**THE EXERCISE**
How many lines in the entries below contain the string "deck"? Give only the number.

Entries from a box labeling dataset:
◆ ◆ ◆ ◆

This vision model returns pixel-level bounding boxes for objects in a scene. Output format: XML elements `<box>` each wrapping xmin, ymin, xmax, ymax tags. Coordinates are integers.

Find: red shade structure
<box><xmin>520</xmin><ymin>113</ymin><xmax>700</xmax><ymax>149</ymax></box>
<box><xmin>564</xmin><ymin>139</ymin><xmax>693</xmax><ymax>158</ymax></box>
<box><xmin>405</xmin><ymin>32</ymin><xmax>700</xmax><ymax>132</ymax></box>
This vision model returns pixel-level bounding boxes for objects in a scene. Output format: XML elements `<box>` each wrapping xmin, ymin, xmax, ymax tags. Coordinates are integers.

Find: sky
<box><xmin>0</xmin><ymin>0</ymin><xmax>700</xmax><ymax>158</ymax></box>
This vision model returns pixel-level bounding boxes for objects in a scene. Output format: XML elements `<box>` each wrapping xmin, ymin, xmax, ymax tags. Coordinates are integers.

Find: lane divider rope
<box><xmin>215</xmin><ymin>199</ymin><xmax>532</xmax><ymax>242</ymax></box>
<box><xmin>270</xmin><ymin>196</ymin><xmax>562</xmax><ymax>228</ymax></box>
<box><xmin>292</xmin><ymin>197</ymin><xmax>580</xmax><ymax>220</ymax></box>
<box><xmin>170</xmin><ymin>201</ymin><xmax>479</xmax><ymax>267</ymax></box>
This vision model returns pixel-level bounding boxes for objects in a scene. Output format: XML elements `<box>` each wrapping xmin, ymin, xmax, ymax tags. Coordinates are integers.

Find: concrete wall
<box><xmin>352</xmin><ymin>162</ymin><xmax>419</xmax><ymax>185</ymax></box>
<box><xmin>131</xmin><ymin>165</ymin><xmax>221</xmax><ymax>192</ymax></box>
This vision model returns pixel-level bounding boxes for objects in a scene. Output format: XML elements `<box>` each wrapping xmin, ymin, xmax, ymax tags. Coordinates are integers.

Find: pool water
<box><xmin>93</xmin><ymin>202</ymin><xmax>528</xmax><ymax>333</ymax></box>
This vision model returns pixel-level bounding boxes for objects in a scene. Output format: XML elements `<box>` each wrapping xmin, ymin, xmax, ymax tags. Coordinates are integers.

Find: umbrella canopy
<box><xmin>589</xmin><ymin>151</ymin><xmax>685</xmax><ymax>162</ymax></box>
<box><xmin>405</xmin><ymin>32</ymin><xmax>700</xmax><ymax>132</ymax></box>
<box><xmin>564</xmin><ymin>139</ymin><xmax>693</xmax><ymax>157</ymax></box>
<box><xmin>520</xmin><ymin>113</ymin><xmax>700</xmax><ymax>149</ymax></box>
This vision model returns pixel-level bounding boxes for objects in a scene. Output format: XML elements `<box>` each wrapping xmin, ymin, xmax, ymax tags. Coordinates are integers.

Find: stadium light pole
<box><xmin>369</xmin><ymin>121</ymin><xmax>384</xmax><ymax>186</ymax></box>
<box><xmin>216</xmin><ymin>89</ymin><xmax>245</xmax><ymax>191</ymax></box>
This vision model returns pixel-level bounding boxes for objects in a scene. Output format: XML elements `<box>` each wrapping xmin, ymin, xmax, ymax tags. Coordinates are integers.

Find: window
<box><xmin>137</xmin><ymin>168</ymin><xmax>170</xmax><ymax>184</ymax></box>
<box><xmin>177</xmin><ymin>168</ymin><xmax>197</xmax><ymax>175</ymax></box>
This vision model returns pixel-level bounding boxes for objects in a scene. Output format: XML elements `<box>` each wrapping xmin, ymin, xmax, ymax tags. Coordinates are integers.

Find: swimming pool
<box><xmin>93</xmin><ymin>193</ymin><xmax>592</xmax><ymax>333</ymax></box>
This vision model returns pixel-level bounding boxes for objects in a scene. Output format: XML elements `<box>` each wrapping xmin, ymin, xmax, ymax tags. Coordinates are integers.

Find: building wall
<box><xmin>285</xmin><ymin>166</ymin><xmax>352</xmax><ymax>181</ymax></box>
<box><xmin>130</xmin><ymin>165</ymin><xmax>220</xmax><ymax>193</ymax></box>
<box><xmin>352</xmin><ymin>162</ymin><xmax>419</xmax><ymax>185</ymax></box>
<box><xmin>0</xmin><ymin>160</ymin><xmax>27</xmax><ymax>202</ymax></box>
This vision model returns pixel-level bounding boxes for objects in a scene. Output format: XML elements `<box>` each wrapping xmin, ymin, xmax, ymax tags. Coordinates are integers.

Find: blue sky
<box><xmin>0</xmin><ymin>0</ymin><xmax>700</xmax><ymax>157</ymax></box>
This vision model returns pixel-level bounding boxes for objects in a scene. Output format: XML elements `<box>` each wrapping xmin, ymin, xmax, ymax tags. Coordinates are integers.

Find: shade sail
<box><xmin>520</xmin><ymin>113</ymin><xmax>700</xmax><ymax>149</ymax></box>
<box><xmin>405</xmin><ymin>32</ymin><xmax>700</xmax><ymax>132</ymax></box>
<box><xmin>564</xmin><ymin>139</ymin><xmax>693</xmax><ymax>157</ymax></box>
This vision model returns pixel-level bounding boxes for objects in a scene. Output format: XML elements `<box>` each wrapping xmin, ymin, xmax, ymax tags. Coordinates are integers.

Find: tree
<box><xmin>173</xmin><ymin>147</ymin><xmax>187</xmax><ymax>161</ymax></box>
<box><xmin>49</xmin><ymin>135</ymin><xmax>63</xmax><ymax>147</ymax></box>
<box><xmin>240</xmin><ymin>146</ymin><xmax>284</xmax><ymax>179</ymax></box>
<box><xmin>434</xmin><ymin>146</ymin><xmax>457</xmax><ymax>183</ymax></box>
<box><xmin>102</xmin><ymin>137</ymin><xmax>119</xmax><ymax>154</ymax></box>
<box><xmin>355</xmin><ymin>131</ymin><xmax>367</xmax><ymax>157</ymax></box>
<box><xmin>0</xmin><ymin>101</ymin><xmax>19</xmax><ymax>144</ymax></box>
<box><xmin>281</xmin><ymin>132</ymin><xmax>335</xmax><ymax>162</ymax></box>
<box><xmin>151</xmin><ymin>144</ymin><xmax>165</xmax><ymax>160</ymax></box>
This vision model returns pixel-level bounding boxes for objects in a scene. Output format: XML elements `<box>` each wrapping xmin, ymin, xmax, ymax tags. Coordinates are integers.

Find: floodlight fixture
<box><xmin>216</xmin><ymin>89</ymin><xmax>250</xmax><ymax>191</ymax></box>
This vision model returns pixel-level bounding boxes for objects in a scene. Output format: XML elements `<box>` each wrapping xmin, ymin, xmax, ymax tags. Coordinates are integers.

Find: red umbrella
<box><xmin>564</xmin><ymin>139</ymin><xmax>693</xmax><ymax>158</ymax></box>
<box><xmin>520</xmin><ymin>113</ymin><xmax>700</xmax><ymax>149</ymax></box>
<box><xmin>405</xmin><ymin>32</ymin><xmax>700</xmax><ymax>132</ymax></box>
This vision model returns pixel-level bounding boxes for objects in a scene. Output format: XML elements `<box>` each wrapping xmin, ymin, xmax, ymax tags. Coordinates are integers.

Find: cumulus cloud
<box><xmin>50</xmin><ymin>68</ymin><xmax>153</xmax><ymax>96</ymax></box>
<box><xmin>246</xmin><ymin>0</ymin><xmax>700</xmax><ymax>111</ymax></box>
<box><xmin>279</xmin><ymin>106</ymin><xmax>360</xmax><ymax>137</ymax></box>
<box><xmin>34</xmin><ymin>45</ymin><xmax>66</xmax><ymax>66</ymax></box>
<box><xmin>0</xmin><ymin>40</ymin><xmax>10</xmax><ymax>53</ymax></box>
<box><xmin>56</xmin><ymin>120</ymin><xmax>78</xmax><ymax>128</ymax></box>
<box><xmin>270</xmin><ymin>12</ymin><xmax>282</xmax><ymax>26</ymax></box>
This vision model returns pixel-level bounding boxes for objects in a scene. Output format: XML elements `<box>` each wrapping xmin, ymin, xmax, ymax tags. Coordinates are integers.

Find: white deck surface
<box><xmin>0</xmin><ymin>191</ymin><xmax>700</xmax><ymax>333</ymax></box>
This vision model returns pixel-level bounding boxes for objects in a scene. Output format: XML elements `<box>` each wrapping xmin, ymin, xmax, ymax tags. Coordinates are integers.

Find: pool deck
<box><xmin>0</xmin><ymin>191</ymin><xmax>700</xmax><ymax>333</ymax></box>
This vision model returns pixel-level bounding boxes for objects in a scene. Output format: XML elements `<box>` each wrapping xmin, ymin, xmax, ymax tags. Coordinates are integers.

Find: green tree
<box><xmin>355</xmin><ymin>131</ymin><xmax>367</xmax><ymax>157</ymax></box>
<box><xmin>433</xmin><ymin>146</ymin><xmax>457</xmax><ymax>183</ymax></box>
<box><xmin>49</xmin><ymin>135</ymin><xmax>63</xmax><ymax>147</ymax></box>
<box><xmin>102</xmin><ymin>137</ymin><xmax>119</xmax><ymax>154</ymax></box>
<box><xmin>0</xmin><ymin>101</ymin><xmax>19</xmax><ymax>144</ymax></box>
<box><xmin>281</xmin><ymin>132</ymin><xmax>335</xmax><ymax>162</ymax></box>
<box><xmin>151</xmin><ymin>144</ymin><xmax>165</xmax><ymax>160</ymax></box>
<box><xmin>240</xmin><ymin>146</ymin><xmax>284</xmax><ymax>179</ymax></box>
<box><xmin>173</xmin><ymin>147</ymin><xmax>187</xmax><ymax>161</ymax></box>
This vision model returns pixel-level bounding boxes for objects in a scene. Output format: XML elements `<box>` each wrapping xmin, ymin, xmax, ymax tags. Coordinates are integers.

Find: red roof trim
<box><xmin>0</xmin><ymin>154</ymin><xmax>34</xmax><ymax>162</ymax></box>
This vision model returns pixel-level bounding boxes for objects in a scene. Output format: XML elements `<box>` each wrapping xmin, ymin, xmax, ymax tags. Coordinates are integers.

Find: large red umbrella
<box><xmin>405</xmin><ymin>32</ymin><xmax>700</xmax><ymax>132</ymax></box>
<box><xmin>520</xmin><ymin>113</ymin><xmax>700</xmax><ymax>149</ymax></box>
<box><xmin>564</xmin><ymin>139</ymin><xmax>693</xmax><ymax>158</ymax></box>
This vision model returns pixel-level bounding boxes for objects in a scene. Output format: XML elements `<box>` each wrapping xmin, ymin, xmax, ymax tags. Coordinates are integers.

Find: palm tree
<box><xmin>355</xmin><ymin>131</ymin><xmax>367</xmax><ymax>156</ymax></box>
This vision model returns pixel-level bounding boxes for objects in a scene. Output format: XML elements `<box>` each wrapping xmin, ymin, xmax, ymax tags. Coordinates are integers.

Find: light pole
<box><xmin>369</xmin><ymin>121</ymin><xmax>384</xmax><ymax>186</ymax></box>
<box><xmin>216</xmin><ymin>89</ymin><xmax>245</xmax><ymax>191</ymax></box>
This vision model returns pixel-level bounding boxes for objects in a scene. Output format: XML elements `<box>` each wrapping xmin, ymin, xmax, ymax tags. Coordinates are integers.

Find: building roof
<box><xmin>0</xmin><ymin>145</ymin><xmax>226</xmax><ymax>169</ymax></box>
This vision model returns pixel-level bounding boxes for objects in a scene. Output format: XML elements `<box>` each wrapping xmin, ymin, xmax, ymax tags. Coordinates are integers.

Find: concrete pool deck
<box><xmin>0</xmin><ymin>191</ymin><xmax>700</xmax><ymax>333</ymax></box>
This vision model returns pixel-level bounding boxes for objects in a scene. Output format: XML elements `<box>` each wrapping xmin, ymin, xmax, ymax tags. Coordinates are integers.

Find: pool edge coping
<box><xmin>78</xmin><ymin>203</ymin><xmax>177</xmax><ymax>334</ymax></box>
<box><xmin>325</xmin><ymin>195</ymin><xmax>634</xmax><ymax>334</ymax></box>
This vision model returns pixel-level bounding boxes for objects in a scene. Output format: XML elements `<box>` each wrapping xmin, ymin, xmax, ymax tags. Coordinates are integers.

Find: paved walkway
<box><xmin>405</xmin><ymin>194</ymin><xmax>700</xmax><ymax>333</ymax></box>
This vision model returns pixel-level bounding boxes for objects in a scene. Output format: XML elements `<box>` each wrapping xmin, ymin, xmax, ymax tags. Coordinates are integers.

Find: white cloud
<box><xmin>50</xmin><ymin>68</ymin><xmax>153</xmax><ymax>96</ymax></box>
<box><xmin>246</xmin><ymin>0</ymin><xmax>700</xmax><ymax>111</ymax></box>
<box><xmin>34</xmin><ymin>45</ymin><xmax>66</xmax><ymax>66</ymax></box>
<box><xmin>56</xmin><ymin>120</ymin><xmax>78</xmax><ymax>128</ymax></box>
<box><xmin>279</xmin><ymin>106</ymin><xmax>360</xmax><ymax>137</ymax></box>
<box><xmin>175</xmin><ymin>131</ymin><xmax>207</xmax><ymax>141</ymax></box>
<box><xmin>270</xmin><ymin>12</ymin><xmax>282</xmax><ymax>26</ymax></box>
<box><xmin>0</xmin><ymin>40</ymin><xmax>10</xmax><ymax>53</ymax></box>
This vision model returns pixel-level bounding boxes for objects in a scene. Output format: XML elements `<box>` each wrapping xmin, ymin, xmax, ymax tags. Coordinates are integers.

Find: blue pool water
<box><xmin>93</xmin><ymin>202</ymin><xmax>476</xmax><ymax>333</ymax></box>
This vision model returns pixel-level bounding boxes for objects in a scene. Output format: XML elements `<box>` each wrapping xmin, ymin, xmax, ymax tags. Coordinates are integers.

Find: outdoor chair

◆ ◆ ◆ ◆

**TASK OUTPUT**
3